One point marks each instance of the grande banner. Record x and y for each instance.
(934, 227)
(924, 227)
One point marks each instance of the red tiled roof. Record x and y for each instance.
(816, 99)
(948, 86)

* Requirements:
Go through the data and return every record exactly.

* Output for this task:
One point marks each instance of the grande banner. Record x and y for each instance.
(934, 227)
(924, 227)
One point marks each instance of the red tiled roof. Record x and y for each instance.
(816, 99)
(948, 86)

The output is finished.